However, subsequent decisions, including the instant one, have relied upon Rementer to dispose of the directness requirement altogether. Of note is Commonwealth v. McCloskey, 835 A.2d 801 (Pa.Super.2003), a case cited favorably by the Majority. In McCloskey, the defendant permitted her minor daughters to have a keg party with forty other minors in her basement while she was present on the first floor. One of the partygoers, who was intoxicated, drove away from the party with three passengers. The driver sideswiped a vehicle and, while fleeing the scene of that initial accident, flipped his own vehicle, causing his passengers’ deaths. A panel of this Court upheld three convictions for involuntary manslaughter and rejected the defendant’s argument that the Commonwealth failed to establish causation. In doing so, the McCloskey Court specifically cited and emphasized the second prong of the Rementer standard in reaching its decision. McCloskey, 835 A.2d at 808. In the wake of McCloskey, it is hard to believe that the long-held distinction between civil and criminal causation standards still exists in Pennsylvania, despite lip service still being paid to the Root standard.

==================================================

(REQUEST A)
Turn the rows into a Markdown table with the columns No. and Entry, starting with the line containing "Target: gift box" and going on through the last of the rows. Number each line and leave out any blank lines.

==================================================

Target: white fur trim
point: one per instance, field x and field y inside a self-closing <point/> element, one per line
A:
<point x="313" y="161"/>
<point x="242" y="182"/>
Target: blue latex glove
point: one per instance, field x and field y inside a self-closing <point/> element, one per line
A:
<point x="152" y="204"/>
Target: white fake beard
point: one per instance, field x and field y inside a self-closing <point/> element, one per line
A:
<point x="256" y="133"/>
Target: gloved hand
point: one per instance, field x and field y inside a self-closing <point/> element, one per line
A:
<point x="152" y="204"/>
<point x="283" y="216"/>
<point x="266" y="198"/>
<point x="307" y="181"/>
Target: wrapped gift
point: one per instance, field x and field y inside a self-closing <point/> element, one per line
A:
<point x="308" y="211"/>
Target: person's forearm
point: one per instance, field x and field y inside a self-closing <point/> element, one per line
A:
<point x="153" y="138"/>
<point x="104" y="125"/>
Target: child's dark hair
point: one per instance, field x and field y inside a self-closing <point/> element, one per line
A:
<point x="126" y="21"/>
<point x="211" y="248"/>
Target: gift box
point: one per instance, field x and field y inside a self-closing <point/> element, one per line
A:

==================================================

(REQUEST B)
In the court opinion excerpt, how many other minors attended the keg party in the McCloskey case?

(EXERCISE SOLUTION A)
| No. | Entry |
|---|---|
| 1 | Target: gift box |
| 2 | point: one per instance, field x and field y inside a self-closing <point/> element, one per line |
| 3 | A: |

(EXERCISE SOLUTION B)
Forty other minors.